#### Exercise description
Upon reaching the line containing "The component shall mark a point on the coffee", output that line and all remaining lines exactly, through the end of the entries, and output nothing before it.

(Source records)
^^^^^^^^^^^^^^^^

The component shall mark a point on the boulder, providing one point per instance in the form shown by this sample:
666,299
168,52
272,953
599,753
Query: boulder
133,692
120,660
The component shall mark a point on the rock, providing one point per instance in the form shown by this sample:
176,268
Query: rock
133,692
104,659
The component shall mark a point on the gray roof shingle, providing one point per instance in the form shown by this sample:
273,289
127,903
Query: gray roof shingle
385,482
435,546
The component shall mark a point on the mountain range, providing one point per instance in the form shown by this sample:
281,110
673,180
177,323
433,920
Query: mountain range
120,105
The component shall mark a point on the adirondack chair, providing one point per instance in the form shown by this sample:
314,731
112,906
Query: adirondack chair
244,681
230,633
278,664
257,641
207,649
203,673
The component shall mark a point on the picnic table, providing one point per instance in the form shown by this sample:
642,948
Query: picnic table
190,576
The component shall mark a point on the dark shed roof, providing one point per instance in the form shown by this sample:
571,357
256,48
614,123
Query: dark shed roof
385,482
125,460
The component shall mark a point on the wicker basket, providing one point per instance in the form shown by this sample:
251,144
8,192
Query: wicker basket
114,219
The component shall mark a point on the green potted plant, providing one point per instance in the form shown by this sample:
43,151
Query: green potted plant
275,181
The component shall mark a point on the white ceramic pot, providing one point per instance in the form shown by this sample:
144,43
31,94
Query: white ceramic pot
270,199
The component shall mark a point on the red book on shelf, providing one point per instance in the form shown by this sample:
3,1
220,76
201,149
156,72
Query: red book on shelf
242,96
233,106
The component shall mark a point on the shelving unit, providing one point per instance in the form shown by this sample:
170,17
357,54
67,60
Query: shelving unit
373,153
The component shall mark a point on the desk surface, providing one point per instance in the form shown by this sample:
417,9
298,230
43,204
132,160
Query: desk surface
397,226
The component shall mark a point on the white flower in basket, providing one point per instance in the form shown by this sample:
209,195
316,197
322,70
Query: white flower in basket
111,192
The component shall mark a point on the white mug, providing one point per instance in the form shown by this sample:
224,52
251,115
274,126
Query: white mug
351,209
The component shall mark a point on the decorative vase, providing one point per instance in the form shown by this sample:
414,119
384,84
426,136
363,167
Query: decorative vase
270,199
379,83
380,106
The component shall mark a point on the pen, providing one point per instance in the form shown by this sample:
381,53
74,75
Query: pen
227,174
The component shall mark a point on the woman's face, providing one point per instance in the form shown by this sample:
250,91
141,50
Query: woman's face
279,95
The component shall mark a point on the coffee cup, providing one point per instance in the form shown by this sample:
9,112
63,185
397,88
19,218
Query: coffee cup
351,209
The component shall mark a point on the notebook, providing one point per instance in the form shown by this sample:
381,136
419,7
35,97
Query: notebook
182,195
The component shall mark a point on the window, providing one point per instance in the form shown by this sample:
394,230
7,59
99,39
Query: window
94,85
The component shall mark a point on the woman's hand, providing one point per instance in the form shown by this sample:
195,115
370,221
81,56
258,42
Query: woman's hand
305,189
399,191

^^^^^^^^^^^^^^^^

#### Final answer
The component shall mark a point on the coffee cup, providing one point per instance in the form shown by this sample:
9,112
63,185
397,88
19,218
Query: coffee cup
351,209
The component shall mark a point on the notebook, providing one point per instance in the form shown by this sample:
381,136
419,7
35,97
Query: notebook
182,195
The component shall mark a point on the window, providing one point per instance in the form shown by this sample:
394,230
7,59
99,39
Query: window
94,85
The component shall mark a point on the woman's hand, providing one point per instance in the form shown by this sample:
195,115
370,221
81,56
258,42
Query: woman's hand
305,189
399,191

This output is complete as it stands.